• [Geselecteerde tekst]:
▶

De eindigheid komt dichterbij. Het lichaam is toe aan ‘verval’. Dat woord roept bij sommigen misschien weerstand op, maar ikzelf vind het gewoon realistisch. Ik ben in een oudere levensfase aangekomen en dat is fysiek voelbaar. Ook psychisch ben ik op een aantal gebieden kwetsbaarder. Zo kan ik mij in het verkeer plots heel onzeker voelen.
Wie we zijn en alles wat in ons leven gebeurt is gebonden aan de wetten van ruimte en tijd, en niemand ontsnapt eraan. Een belangrijke levenswet is dat alles wat eens is ontstaan, ook eens vergaat. Alles wat geboren wordt moet sterven. En gelukkig maar. In de vergankelijkheid zit de kiem van het nieuwe. In het sterven zit nieuw leven.

◀

• [Opdracht]:
Schrijf uit de tekst over ouder worden elke zin over waarin het losse woord "ik" staat.

• [Datasetfragmenten]:
▶

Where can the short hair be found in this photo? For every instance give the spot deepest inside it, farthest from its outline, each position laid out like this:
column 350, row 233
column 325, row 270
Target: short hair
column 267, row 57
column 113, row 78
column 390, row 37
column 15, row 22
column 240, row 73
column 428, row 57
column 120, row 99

◀

• [Antwoord]:
Ik ben in een oudere levensfase aangekomen en dat is fysiek voelbaar.
Ook psychisch ben ik op een aantal gebieden kwetsbaarder.
Zo kan ik mij in het verkeer plots heel onzeker voelen.